## BEGIN Record excerpts

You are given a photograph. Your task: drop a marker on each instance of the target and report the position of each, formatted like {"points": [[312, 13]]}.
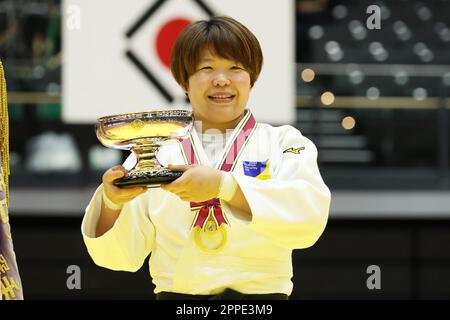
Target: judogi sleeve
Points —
{"points": [[292, 207], [126, 245]]}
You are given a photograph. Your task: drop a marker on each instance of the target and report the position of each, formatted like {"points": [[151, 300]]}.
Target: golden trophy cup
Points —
{"points": [[143, 133]]}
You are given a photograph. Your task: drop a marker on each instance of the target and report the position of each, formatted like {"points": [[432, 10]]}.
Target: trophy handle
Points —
{"points": [[147, 171]]}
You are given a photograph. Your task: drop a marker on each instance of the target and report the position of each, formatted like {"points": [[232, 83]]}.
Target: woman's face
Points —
{"points": [[218, 90]]}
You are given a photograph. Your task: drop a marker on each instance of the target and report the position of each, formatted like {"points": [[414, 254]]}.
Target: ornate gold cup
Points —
{"points": [[143, 133]]}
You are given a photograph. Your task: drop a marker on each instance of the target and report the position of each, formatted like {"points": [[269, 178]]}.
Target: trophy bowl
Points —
{"points": [[143, 133]]}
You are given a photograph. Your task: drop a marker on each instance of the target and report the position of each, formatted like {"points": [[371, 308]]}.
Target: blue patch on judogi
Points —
{"points": [[254, 168]]}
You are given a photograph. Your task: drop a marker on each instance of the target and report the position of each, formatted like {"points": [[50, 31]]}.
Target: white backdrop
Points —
{"points": [[99, 79]]}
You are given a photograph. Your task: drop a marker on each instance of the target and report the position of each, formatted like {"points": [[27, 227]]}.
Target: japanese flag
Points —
{"points": [[117, 55]]}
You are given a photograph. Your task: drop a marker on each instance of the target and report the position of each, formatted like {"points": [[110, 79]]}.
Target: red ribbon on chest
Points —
{"points": [[226, 165]]}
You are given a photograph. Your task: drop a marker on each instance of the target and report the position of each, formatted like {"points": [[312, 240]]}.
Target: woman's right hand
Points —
{"points": [[117, 195]]}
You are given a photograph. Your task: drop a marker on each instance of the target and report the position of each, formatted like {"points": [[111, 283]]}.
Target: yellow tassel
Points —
{"points": [[4, 131]]}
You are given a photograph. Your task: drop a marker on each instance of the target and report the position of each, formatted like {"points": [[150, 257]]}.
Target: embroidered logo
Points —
{"points": [[257, 169], [294, 150]]}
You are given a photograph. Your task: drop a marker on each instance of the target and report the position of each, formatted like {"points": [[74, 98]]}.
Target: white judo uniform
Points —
{"points": [[276, 169]]}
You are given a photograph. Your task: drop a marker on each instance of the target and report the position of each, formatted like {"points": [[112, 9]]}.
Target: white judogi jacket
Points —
{"points": [[289, 203]]}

## END Record excerpts

• [Objective] Return each line of the records above that contains the word "trophy".

• [Answer to the problem]
Target: golden trophy cup
Target: trophy handle
Target: trophy bowl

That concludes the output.